----- Bloc de texte

Cette reflexion pose la question essentielle qui surgit lorsqu’est en cause le principe de l’autorité de la chose jugée : En ce qui concerne le contenu de la décision de justice devenue irrévocable, quelle est la partie de la décision qui est dotée de l’autorité de la chose jugée ? C’est toute la question du domaine de l’autorité de la chose jugée qui en constitue la réponse.
Comme l’a si bien dit J. HERON, le jugement ressemble à un champ de bataille sur lequel s’affrontent la volonté et le formalisme. Il revêt ainsi un double visage :
- c’est “un acte juridique, c’est-à-dire une manifestation de volonté à laquelle la loi attache des effets de droit ; c’est donc la volonté du juge qu’il faut rechercher par priorité” ;
- c’est “aussi une norme de droit dont les parties sont les destinataires ; le jugement a un caractère “opérationnel”, qui appelle le formalisme”. [ Lire : J. HERON, "Localisation de l’autorité de la chose jugée ou rejet de l’autorité positive de la chose jugée ?", in Nouveaux juges, nouveaux pouvoirs ?, Mélanges en l’honneur de Roger Perrot, Dalloz 1995, p. 131].
Que ce formalisme veut que toutes les énonciations du jugement ne sont pas revêtues de l’autorité de la chose jugée. Seules les questions litigieuses effectivement tranchées par le juge, qui ont donné lieu à un débat entre les parties et contenues dans le dispositif ont, en principe, autorité de la chose jugée. La règle veut que seuls les points qui ont été effectivement tranchés dans le dispositif disposent de cette force. [ Lire à cet effet : J. NORMAND, La chose jugée - L’étendue de la chose jugée au regard des motifs et du dispositif, Rencontres Université- Cour de cassation, 23 janvier 2004, 2è chambre civile de la Cour de cassation in BICC, Hors série n° 3, p. 13 et suiv, spéc. p. 14].
L’autorité de la chose jugée n’a lieu qu’à l’égard de ce qui a fait l’objet du jugement. Il faut que la chose demandée soit la même ; que la demande soit fondée sur la même cause ; que la demande soit entre les mêmes parties et formée par elles et contre elles en la même qualité.

----------
----- Contenu des données

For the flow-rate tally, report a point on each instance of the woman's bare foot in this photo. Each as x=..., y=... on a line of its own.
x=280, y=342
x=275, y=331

----------

**Énoncé du problème A**
Reprenez le passage du texte sur l'autorité de la chose jugée qui commence par "L’autorité de la chose jugée n’a" et se poursuit jusqu'à "la même qualité.", en substituant "le même fondement" à "la même cause".
**Énoncé du problème B**
Répondez aux questions suivantes d'après le texte sur l'autorité de la chose jugée :
(i) Selon J. HERON, à quoi le jugement ressemble-t-il ?
(ii) Lorsque le jugement est envisagé comme un acte juridique, quelle volonté faut-il rechercher par priorité ?
(iii) Dans quelle partie de la décision les questions litigieuses effectivement tranchées doivent-elles être contenues pour avoir, en principe, autorité de la chose jugée ?

**Réponse proposée A**
L’autorité de la chose jugée n’a lieu qu’à l’égard de ce qui a fait l’objet du jugement. Il faut que la chose demandée soit la même ; que la demande soit fondée sur le même fondement ; que la demande soit entre les mêmes parties et formée par elles et contre elles en la même qualité.

**Réponse proposée B**
(i) À un champ de bataille sur lequel s'affrontent la volonté et le formalisme.
(ii) La volonté du juge.
(iii) Dans le dispositif.